→ Énoncé 1: Décalez de 102 chacune des coordonnées de cadres données en réponse dans les enregistrements ci-dessous, puis recopiez toutes les lignes de ces enregistrements, consignes comprises.

→ Extrait choisi:
╔══

Il y a cinquante ans, les eaux du Nil ont commencé à engloutir des dizaines de kilomètres de vallée. L’Unesco trouve là son origine. Pour saisir ces circonstances dramatiques, un document archivé en 1989 et mis en ligne à une date indéterminée - La Terre de Koush - apporte des précisions utiles. Il s’agit de la version écrite d’un texte accompagnant un film tourné dans la haute vallée du Nil, avant son inondation. En cette année 1961, la communauté scientifique internationale se mobilise, parce que l’argent manque pour payer les fouilles d’urgence et le déplacement des ruines, au premier rang desquelles le temple d’Abou Simbel. Le film pointe un risque, celui d’une disparition irréparable de ruines égyptiennes antiques [Commentaire de Rex Keating, dit par Paul Bordry. Musique de Norman Main. Prises de vues de Mahjoub El Nour. Réalisation de John Irving.] Il ne faut pas espérer un point de vue critique sur la décision politique de construire le barrage, ni même un rappel du contexte géopolitique [voir Une poignée de noix fraîches]. L’appel au don passe un message univoque...

Ce texte souffre de deux défauts, que les années écoulées mettent cruellement en (haut) relief. La déportation de milliers de Nubiens suscite moins de lignes que l’évocation circonstanciée des faits et gestes de Thoutmôsis III. Les sanglots longs débouchent en outre sur une conclusion grotesque. Ne désespérez pas, on sauvera l’essentiel ! Car le commentateur vise au début des années 1960 un admirateur de Champollion ou un lecteur de Mort sur le Nil. Si les vieilles pierres et les fresques constituent des traces transportables, l’archéologie a démultiplié les sources d’information depuis un demi-siècle. Dans ces conditions, les arguments visant à attirer le donateur - et donc à cautionner l’engloutissement - prennent une autre signification.

Les bouts de tissus, les pollens, les résidus liquides, les ossements plus ou moins conservés, les morceaux de bois, les pierres taillées constituent désormais des indices aussi précieux que des hiéroglyphes identifiables par le commun des mortels. L’imagerie par satellite, les sondages au sol complètent la panoplie du chercheur. Or la Nubie noyée sous le lac Nasser ne pourra plus jamais s’ouvrir aux archéologues. Les pertes évoquées dans le commentaire dépassent donc l’imaginable. L’esprit le plus chagrin pourrait même affirmer que l’Unesco s’est dès l’origine déconsidérée en laissant entendre que l’on pouvait sauver quelque chose à l’occasion de la construction du barrage d’Assouan. L’organisme a oublié le premier site à protéger au titre du patrimoine mondial de l’humanité.

╚══

→ Liste des données:
╔══

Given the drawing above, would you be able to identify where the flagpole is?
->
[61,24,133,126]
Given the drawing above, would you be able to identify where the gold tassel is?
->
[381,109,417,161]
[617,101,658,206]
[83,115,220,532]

╚══

→ Énoncé 2: Selon l'extrait, en quelle année le document La Terre de Koush a-t-il été archivé ?

→ Réponse rédigée 1:
Given the drawing above, would you be able to identify where the flagpole is?
->
[163,126,235,228]
Given the drawing above, would you be able to identify where the gold tassel is?
->
[483,211,519,263]
[719,203,760,308]
[185,217,322,634]

→ Réponse rédigée 2: En 1989.